O que fazer: Continue o texto sobre a posição da FNAM em relação à municipalização da saúde, começando logo a seguir à última frase apresentada.

Excerto para ler:
============
Em comunicado, a Federação Nacional dos Médicos considera que a municipalização da saúde “coloca em causa o acesso aos cuidados de saúde primários” e impõe um “difícil peso financeiro aos municípios” tendo como “objetivo final a privatização dos serviços de saúde”.
O processo de transferência de competências na área da Saúde para as autarquias e entidades intermunicipais, concretizado pelo Decreto-Lei n.º 23/2019, determinava a transferência, até 31 de março de 2022, de responsabilidades, no que diz respeito à construção, gestão, manutenção e conservação das infraestruturas, serviços de apoio logístico e de uma parte dos recursos humanos (assistentes operacionais) nos cuidados de saúde primários. De acordo com o comunicado da FNAM, “no final de março apenas 28% dos municípios tinham aceitado estas competências”.
A federação considera que a municipalização da saúde fará com que as pessoas fiquem “reféns” da capacidade “política e técnica” dos municípios onde residem para negociarem os orçamentos necessários, “para a concretização dos investimentos em instalações e equipamentos e respetiva manutenção, e da sua preparação na gestão dos recursos humanos indispensáveis para a efetivação do seu direito à saúde”. Esta situação faz com que a universalidade e a equidade no acesso à saúde, previstas na Constituição da República Portuguesa, fiquem em “xeque".
Salvar o Serviço Nacional de Saúde
A FNAM alerta também para o risco de este processo levar à “competição entre municípios, ao invés da desejável colaboração entre entidades públicas” podendo acarretar também a “adoção de medidas populistas desgarradas, apenas com objetivos eleitoralistas, fragmentando as políticas de saúde para ir ao encontro das conveniências e dos interesses locais”.
Cuidados de saúde primários e carreiras em risco de privatização
A FNAM mostra-se preocupada com a “possibilidade de abertura de um processo conducente à privatização” dos cuidados de saúde primários. Esta é uma realidade “há muito desejada pelos grupos económicos privados”, através da concretização das Unidade de Saúde Familiares (USF) modelo C, inicialmente com gestão partilhada pelas autarquias e no futuro exclusivamente privada.
============
Dados extraídos:
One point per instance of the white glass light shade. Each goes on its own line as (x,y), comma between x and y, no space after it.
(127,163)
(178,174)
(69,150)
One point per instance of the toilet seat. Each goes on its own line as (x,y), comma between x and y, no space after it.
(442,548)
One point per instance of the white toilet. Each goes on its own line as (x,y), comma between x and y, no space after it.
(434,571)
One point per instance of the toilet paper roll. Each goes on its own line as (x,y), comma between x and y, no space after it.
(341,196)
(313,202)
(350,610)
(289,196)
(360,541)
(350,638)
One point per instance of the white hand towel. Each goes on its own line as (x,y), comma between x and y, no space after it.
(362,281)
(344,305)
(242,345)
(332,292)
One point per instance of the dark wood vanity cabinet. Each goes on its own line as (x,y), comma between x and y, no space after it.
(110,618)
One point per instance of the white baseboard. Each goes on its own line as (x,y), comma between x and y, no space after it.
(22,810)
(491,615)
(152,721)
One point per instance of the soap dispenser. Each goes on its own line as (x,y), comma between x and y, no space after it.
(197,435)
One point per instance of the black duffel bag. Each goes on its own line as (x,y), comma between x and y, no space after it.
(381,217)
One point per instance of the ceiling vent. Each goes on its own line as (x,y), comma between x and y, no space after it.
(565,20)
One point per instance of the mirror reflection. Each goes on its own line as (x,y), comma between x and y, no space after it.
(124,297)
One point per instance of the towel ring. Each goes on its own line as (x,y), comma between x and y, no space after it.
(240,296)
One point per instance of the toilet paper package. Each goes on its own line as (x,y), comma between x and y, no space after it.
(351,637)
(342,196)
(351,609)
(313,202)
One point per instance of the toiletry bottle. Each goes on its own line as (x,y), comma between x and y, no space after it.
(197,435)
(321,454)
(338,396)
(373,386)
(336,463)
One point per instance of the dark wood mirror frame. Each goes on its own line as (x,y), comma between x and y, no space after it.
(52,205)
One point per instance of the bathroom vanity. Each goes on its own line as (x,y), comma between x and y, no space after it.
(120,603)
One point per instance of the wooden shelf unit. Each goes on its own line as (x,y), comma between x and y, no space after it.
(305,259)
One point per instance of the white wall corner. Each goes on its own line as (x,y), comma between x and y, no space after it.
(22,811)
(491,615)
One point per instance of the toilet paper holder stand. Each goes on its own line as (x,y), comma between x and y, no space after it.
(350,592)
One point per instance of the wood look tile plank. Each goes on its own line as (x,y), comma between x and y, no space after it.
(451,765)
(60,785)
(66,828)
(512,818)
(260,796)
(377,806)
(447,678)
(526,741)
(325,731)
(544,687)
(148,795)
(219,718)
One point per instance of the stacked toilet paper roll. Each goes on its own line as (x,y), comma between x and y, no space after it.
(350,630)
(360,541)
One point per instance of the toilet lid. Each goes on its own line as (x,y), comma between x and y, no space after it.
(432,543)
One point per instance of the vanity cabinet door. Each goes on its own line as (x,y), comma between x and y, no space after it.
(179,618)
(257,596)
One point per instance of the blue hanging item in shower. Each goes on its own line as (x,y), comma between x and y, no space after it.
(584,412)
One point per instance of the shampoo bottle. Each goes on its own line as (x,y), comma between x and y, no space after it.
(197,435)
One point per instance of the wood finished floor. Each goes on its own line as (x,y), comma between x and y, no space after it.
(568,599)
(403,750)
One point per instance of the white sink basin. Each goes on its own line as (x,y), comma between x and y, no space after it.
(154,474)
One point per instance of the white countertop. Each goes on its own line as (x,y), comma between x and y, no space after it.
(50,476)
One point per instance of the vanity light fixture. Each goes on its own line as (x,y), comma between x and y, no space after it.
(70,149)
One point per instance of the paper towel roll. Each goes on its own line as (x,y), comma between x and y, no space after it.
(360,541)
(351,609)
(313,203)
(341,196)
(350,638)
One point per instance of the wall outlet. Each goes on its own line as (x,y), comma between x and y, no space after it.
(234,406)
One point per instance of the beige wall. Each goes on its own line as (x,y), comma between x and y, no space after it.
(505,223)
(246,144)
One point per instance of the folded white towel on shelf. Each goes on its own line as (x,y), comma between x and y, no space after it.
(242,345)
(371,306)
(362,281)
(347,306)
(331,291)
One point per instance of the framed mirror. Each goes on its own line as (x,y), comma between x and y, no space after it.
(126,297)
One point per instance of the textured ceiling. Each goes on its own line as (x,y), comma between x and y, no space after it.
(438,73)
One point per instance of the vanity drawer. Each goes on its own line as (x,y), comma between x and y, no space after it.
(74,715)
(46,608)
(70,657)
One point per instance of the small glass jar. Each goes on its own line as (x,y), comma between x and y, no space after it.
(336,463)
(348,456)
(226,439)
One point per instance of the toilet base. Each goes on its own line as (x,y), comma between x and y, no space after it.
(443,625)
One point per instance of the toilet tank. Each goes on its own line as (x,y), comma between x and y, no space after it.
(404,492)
============
Resposta escrita:
Se vierem a concretizar-se estas USF de gestão privada, a equidade no acesso à saúde “ficaria ainda mais em causa”, considera a FNAM, “contribuindo para uma maior desresponsabilização” do Ministério da Saúde das suas obrigações quanto à prestação de cuidados transversais e abrangentes à população.
A federação recorda que, numa primeira fase, irá proceder-se à transferência dos assistentes operacionais para a esfera dos municípios. Esta transferência será uma “rampa de lançamento” para se proceder de igual modo com as demais carreiras da saúde (médicos, enfermeiros, secretários clínicos e técnicos superiores de saúde), à semelhança do aconteceu noutros países. Assim sendo, “num futuro próximo” os diversos profissionais do SNS deixariam de o ser para passarem a ser trabalhadores dos municípios ou de entidades privadas.
“Estamos, assim, perante um processo histórico e de cariz profundamente ideológico, com o objetivo de confundir descentralização da Administração Pública com o verdadeiro desmembramento e pulverização do SNS, de desenvolvimento de lógicas meramente locais desinseridas de uma política de saúde nacional e de criação de uma enorme sobrecarga logística e financeira para os municípios, com os serviços de saúde que os negócios privados não considerarem apetecíveis”.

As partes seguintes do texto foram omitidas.